### [PROVIDED TEXT]
New opportunities for controlling sexually transmitted infections come from strategies that will reduce the period of infectiousness of individuals, through screening and partner notification, monodose and simplified therapies to improve compliance, and more accessible services. Evidence already exists that screening is effective in controlling genital chlamydial infection. 11 12 The results of the UK pilot of screening for genital chlamydial infection will be published later this year, and preliminary analysis suggests that an opportunistic approach to screening for this infection is acceptable to professionals and the public and can achieve high population coverage (M Catchpole et al, European Society for Chlamydia Research, August 2000, Helsinki). Nevertheless, important questions remain, including who to screen (men and women or women only), how often, which test to use, and how the costs will be met. The period of infectiousness, and so transmission of sexually transmitted infections, may also be reduced by antimicrobial treatments, with the possibility that long term antiviral therapy may reduce the incidence of genital herpes simplex and even HIV.13
The greatest potential for communicable disease control rests with vaccination. As Gilson and Mindel outline in their Recent Advances article in this week's issue (p 1160), trials of vaccines against herpes simplex and human papillomavirus are under way.14 An effective vaccine against the oncogenic papillomavirus types could offer important health gains in developing countries, where cervical cancer is one of the commonest causes of cancer related death in women. Proof of efficacy alone, however, is unlikely to be enough to ensure that these vaccines are adopted in the fight against sexually transmitted infections. Public acceptance of such vaccines, particularly their administration in childhood, may prove difficult, though it is being achieved for hepatitis B in many countries. Also, though genital herpes infection significantly affects the quality of life of some of those infected, the economic case for mass vaccination is unclear.

### [INPUT DATA]

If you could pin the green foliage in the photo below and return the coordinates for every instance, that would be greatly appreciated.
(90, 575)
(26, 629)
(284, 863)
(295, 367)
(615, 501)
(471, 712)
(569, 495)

### [WORK TO COMPLETE]
A – In the passage on controlling sexually transmitted infections, trials of vaccines against which two infections are said to be under way?
B – Carry on the passage on controlling sexually transmitted infections, starting after its last sentence.
The records have no connection to the text on sexually transmitted infections.

### [ANSWER SET]
A – Herpes simplex and human papillomavirus.

B –
Any major developments in screening or vaccination will shift the balance of responsibility for delivering control measures from specialist to general healthcare services. Such a shift will require close collaboration between generalists and specialists to ensure appropriate management of patients with infections and their partners, but it should provide a greater opportunity for integrating the control of sexually transmitted infections with fertility control and the management of other sexual health problems.
Recent technological advances provide new opportunities for control. What remains to be seen is where they will fit into political priorities, when the British government's sexual health strategy is finally published and implemented. Moreover, though the burden of sexually transmitted infections in industrialised countries is growing, it is greatly exceeded by that in poorer countries. The final challenge is to make sure advances in industrialised countries translate to the developing world, where they are even more needed.